→ **TASK ITEM**
All of the records below need to be copied exactly.

[Point localization data]
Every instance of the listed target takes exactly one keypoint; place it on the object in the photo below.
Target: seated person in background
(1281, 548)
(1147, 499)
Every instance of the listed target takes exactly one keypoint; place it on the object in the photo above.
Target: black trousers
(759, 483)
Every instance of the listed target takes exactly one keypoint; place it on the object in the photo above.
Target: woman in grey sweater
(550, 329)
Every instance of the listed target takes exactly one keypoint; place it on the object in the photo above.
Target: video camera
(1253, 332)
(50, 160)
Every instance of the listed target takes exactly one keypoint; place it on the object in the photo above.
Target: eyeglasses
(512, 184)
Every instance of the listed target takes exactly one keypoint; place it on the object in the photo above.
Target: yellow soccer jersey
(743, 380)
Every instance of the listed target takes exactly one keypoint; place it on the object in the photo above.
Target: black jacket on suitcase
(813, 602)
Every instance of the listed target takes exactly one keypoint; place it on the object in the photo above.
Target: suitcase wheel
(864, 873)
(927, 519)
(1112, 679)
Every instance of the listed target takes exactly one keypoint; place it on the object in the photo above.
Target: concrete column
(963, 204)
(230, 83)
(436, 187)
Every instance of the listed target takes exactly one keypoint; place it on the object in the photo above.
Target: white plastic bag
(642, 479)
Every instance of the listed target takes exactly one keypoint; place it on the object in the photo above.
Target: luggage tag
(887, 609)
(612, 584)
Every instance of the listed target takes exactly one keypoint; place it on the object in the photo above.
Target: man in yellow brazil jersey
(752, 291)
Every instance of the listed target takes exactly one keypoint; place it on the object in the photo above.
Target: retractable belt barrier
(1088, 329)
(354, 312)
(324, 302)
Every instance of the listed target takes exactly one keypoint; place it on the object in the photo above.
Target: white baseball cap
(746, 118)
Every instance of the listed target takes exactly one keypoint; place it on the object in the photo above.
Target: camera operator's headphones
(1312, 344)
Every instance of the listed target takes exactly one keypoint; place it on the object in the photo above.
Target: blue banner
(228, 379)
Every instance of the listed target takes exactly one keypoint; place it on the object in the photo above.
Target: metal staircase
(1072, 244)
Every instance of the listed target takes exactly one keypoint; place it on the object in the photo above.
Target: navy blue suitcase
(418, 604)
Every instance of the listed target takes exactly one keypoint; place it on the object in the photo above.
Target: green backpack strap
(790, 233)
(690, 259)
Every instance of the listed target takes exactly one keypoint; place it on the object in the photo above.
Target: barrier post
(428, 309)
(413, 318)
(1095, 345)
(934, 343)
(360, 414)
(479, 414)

→ **TASK ANSWER**
Every instance of the listed target takes exactly one keypoint; place it on the object in the photo below.
Target: seated person in background
(1281, 548)
(1147, 499)
Every instance of the listed target takes exactly one keypoint; place it on the object in the photo above.
Target: black trousers
(759, 483)
Every instance of the listed target takes exactly one keypoint; place it on the object in the photo above.
Target: woman in grey sweater
(550, 329)
Every instance of the listed target takes exactly one keypoint; place it on the object in the photo above.
Target: video camera
(1253, 332)
(50, 160)
Every instance of the listed target takes exactly one keypoint; place it on the object in the photo above.
Target: eyeglasses
(512, 184)
Every instance of the listed target takes exactly one keypoint; place it on the object in the photo above.
Target: yellow soccer jersey
(743, 380)
Every instance of the listed target takes exactly one keypoint; place it on the object in the photo above.
Target: black jacket on suitcase
(813, 602)
Every instance of the listed target takes exactly one keypoint; place it on the object in the photo above.
Target: suitcase wheel
(864, 873)
(927, 519)
(1112, 679)
Every instance of the listed target takes exactly one keypoint; place it on the object in the photo above.
Target: concrete column
(963, 204)
(230, 83)
(436, 187)
Every instance of the listed target takes exactly one keypoint; place it on the object in the photo above.
Target: white plastic bag
(642, 479)
Every instance of the listed target takes exactly one keypoint; place it on the object in the photo above.
Target: luggage tag
(887, 609)
(612, 584)
Every instance of the listed target takes exactly one keypoint; place it on the object in the photo above.
Target: man in yellow brazil jersey
(752, 291)
Every instance of the listed target takes exactly one keypoint; place it on the object in the photo above.
Target: retractable belt barrier
(1088, 329)
(354, 312)
(324, 302)
Every instance of the listed target takes exactly one keypoint; place it on the object in the photo above.
Target: white baseball cap
(746, 118)
Every instance of the listed target takes exactly one keypoint; place it on the object in the photo above.
Target: camera operator's headphones
(1312, 344)
Every instance of the listed target takes exactly one keypoint; place it on the object in the photo above.
Target: blue banner
(228, 379)
Every instance of the listed target takes exactly one keypoint; place it on the object in the photo above.
Target: metal staircase
(1072, 244)
Every instance of the listed target takes exactly one keypoint; place it on the object in the photo above.
Target: navy blue suitcase
(418, 604)
Every instance of the listed target takes exactly one keypoint; place it on the object in the photo above.
Target: green backpack strap
(790, 233)
(690, 259)
Every instance of the listed target takes exactly one keypoint; place it on the object in the photo above.
Target: barrier post
(428, 309)
(413, 318)
(1095, 345)
(934, 343)
(360, 414)
(479, 414)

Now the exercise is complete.